» Items from a labeling collection
□ □ □ □ □ □ □

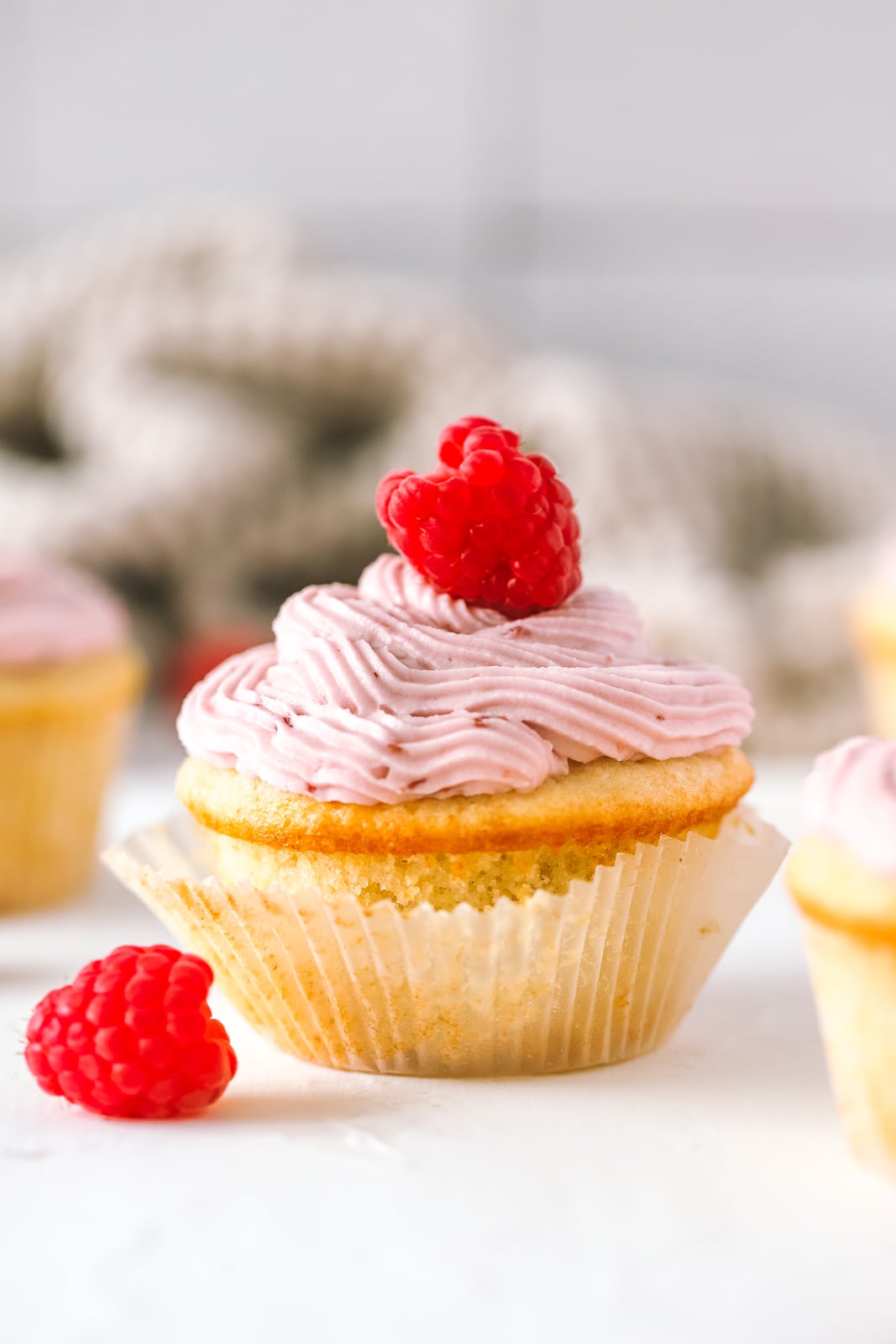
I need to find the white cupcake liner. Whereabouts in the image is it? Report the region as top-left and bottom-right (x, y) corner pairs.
(103, 808), (787, 1077)
(802, 914), (896, 1179)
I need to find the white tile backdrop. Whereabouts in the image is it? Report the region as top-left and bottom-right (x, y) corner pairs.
(0, 0), (896, 425)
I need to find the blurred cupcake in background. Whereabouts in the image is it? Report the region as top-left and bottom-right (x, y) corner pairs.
(0, 556), (144, 911)
(853, 538), (896, 738)
(787, 738), (896, 1176)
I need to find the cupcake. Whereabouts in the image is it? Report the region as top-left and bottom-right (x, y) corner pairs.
(787, 738), (896, 1174)
(109, 419), (784, 1075)
(0, 558), (143, 910)
(853, 540), (896, 738)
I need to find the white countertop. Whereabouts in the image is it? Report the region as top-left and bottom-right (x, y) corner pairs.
(0, 751), (896, 1344)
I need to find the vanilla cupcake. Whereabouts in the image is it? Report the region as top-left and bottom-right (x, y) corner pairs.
(787, 738), (896, 1174)
(0, 558), (143, 910)
(853, 540), (896, 738)
(109, 421), (784, 1075)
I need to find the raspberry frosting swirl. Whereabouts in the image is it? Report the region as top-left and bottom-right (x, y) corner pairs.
(804, 738), (896, 876)
(177, 555), (752, 804)
(0, 556), (129, 667)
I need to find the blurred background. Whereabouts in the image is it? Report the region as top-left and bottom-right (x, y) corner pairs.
(0, 0), (896, 751)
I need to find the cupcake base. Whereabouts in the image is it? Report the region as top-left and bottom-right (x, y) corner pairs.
(0, 649), (143, 912)
(804, 916), (896, 1176)
(103, 808), (786, 1077)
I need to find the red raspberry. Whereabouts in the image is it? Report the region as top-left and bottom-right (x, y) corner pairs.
(25, 945), (237, 1120)
(376, 415), (582, 617)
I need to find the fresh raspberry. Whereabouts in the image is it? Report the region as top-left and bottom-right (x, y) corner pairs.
(376, 415), (582, 617)
(25, 945), (237, 1120)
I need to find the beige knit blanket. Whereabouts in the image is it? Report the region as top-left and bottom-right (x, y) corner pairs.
(0, 210), (896, 751)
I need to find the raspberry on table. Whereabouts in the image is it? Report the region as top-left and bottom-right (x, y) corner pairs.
(25, 943), (237, 1120)
(376, 415), (582, 617)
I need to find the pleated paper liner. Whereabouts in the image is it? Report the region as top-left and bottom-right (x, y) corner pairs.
(103, 808), (787, 1077)
(802, 914), (896, 1178)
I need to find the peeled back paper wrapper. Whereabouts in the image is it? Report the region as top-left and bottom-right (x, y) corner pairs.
(103, 808), (787, 1077)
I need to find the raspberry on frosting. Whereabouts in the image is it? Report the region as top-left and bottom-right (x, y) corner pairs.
(25, 945), (237, 1120)
(376, 415), (582, 617)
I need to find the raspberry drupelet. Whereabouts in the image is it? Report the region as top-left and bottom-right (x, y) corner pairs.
(25, 945), (237, 1120)
(376, 415), (582, 618)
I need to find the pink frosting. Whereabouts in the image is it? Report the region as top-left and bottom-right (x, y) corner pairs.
(0, 556), (128, 667)
(804, 738), (896, 875)
(177, 555), (752, 804)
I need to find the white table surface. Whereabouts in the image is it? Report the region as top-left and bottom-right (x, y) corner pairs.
(0, 748), (896, 1344)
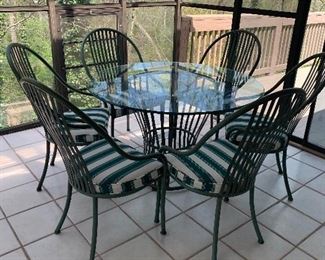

□ □ □ □ □ □ □

» What the task asks
Copy every line above word for word, omitting the pictures.

» Exercise solution
I need to find the white cupcake liner. Whereabouts in the image is it? Report the region as top-left and bottom-right (x, y) corner pairs.
(103, 808), (787, 1077)
(802, 914), (896, 1179)
I need to find the white tile backdrop. Whereabouts in the image is it? Report the region as top-left and bottom-right (x, y) corner pairs.
(0, 0), (896, 425)
I need to find the blurred cupcake in background. Whereabouts in the image is it? Report the region as top-left and bottom-right (x, y) corner pairs.
(0, 556), (144, 911)
(853, 538), (896, 738)
(787, 738), (896, 1176)
I need to find the cupcake. Whereabouts in the image is it? Report the region as top-left and bottom-right (x, y) corner pairs.
(787, 738), (896, 1174)
(109, 419), (784, 1075)
(0, 558), (143, 910)
(853, 540), (896, 738)
I need to find the white countertop. Whereabouts in the image is it? Report the region as top-left and bottom-right (x, y) corner pairs.
(0, 751), (896, 1344)
I need to find the vanilla cupcake. Whereabouts in the image is it? Report the region as top-left and bottom-right (x, y) corner pairs.
(787, 738), (896, 1174)
(0, 558), (143, 910)
(853, 540), (896, 738)
(109, 421), (784, 1075)
I need to find the raspberry frosting swirl. Whereabouts in the image is it? Report the region as top-left and bottom-right (x, y) corner pairs.
(804, 738), (896, 876)
(177, 555), (752, 804)
(0, 556), (129, 667)
I need to find the blurred background. Whereabouts in the image is it? Report the region as top-left and bottom-right (x, y) corner pairs.
(0, 0), (896, 751)
I need to find the cupcake base. Whereabouts in the image is it? Report the region as top-left and bottom-right (x, y) corner pairs.
(0, 649), (143, 912)
(804, 916), (896, 1176)
(103, 808), (786, 1077)
I need to find the red raspberry. Whereabouts in the image is it? Report the region as top-left and bottom-right (x, y) corner pairs.
(25, 945), (237, 1120)
(376, 415), (582, 617)
I need to find the fresh raspberry. Whereabouts in the image is it? Report the region as top-left and bottom-right (x, y) corner pairs.
(376, 415), (582, 617)
(25, 945), (237, 1120)
I need to find the beige knit blanket. Whereabouts in the image is it? Report the region as top-left and bottom-right (x, y) corner pairs.
(0, 210), (896, 751)
I need to find the raspberry on table. Whereabouts in the image is it? Report the region as top-left and bottom-right (x, y) corner pairs.
(25, 943), (237, 1120)
(376, 415), (582, 617)
I need to find the pleated paper liner. Whereabouts in the image is it? Report the region as top-left and bottom-right (x, y) corner pairs.
(103, 808), (787, 1077)
(802, 914), (896, 1178)
I need to find the peeled back paper wrapper. Whereabouts in the image is it? Report the region as top-left and bottom-right (x, y) corner pairs.
(103, 808), (787, 1077)
I need to find the raspberry on frosting. Whereabouts in the image is it? Report the region as top-left and bottom-right (x, y) corner pairs.
(25, 945), (237, 1120)
(376, 415), (582, 617)
I need to find the raspberry drupelet. Whereabouts in the image is it? Report the region as top-left and bottom-right (x, y) corner pairs.
(25, 945), (237, 1120)
(376, 415), (582, 618)
I need to find the pink frosting. Whereabouts in the image is it? Report the region as top-left and bottom-right (x, y) corner pairs.
(0, 556), (128, 667)
(804, 738), (896, 875)
(177, 555), (752, 804)
I need to find the white table surface. Whereabouts in the image is it? Report the region as top-left and bottom-right (x, y) corner pairs.
(0, 748), (896, 1344)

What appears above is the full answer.